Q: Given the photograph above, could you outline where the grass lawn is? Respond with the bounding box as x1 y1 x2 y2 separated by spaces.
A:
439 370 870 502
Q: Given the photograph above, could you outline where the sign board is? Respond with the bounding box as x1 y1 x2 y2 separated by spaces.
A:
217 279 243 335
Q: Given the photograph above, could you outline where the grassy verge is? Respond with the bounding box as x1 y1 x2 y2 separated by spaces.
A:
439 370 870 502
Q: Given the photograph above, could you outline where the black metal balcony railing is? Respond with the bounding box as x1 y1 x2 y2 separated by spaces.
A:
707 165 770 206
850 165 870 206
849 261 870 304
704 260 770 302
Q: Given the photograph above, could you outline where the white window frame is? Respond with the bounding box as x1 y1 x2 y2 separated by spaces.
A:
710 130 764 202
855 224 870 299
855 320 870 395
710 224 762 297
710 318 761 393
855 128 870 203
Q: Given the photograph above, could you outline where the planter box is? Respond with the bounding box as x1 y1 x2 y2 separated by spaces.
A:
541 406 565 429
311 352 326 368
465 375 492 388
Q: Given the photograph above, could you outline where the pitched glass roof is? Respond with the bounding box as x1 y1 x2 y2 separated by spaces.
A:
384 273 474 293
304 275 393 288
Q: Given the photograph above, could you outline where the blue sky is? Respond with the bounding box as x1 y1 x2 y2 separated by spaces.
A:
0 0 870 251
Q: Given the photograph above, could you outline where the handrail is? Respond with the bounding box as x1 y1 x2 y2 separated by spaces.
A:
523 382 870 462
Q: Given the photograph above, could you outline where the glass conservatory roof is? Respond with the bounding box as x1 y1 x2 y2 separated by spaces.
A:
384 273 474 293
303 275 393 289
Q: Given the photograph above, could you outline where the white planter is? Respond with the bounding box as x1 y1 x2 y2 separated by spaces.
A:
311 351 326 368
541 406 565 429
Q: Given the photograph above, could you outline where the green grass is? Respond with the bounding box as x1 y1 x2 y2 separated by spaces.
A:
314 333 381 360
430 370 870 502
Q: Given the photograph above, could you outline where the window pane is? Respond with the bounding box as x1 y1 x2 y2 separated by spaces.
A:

#### [Work instructions]
Can you arrange every line of the entries above as a JSON list of strings, one string per line, with blank lines left out?

#### [Response to this exercise]
[
  "Q: Given the photograph above, could you outline where the grass lawn is? Respond with the bounding box as x1 y1 x2 y2 separated by spaces.",
  "A:",
  "439 370 870 502",
  "Q: Given the photograph above, could you outline where the sign board is? Respond with the bounding box as x1 y1 x2 y2 separated by spaces.",
  "A:",
  "217 279 243 335",
  "Q: Given the photograph above, could you outline where the grassy verge is? Respond with the bounding box as x1 y1 x2 y2 separated by spaces.",
  "A:",
  "439 370 870 502",
  "Q: Given the photograph above, could you outline where the black metal balcony railing is? Respond with the bounding box as x1 y1 x2 y2 separated by spaces.",
  "A:",
  "707 165 770 206",
  "850 165 870 206",
  "849 261 870 304",
  "704 260 770 302",
  "Q: Given the photograph above, could you outline where the white window frame is? Respond with the bounding box as x1 y1 x2 y2 separated by spaces.",
  "A:",
  "710 130 764 202",
  "855 224 870 299",
  "855 320 870 395",
  "710 224 762 297",
  "710 318 761 393",
  "855 128 870 203",
  "Q: Given the photograph above, could you outline where the planter box is? Respond with the bounding box as x1 y1 x2 y2 separated by spaces.",
  "A:",
  "541 406 565 429",
  "311 352 326 368",
  "465 375 492 388",
  "Q: Given the photograph above, could you outline where the pitched glass roof is? Respond with the bounding box as x1 y1 x2 y2 separated by spaces.",
  "A:",
  "384 273 474 293",
  "304 275 393 288",
  "Q: Given the photograph above, could you outline where the blue sky is? Respond with the bounding box as x1 y1 x2 y2 separated by spaces.",
  "A:",
  "0 0 870 251",
  "Q: Given the photograph above, could you outline where the handrail is? Respond with the bounding box as x1 y1 x2 y2 separated by spaces.",
  "A:",
  "523 382 870 462",
  "Q: Given the photograph above, could you outline where the glass conservatory roof is? Respond with the bounding box as x1 y1 x2 y2 separated by spaces.",
  "A:",
  "384 273 474 293",
  "303 275 393 289",
  "Q: Given the photograph above, could you outline where the white planter is? Respond with the bounding box as x1 y1 x2 y2 separated by spaces.",
  "A:",
  "311 351 326 368",
  "541 406 565 429",
  "Q: Given the photograph above, could you outline where the green grass is? Respond with the bounding box as x1 y1 x2 y2 separated by spaces.",
  "A:",
  "314 333 381 360",
  "430 370 870 502",
  "Q: Given the photograph above, could you outline where the window pane is? Respond with the bounding box as x1 y1 x2 y2 separated by spaces.",
  "A:"
]